= SOURCE DATA =
= = = = = = =

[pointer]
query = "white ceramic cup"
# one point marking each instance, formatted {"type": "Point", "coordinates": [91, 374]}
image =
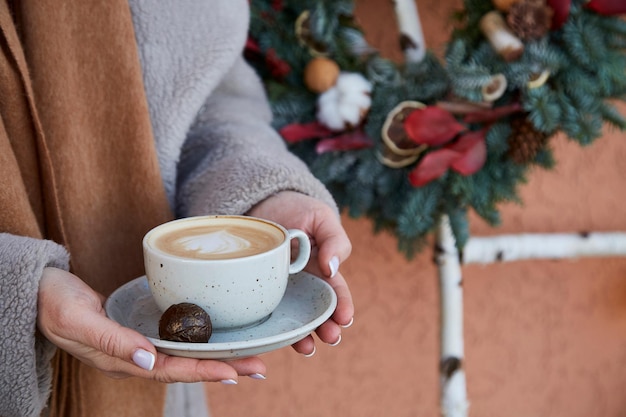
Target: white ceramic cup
{"type": "Point", "coordinates": [235, 267]}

= = = = = = =

= ABOUT THIS TASK =
Every line of the data above is to be set down exactly; the pictures are not.

= SOLUTION FOR THIS TASK =
[pointer]
query = "white ceramic cup"
# one point marking each instance, formatted {"type": "Point", "coordinates": [91, 374]}
image =
Target: white ceramic cup
{"type": "Point", "coordinates": [235, 267]}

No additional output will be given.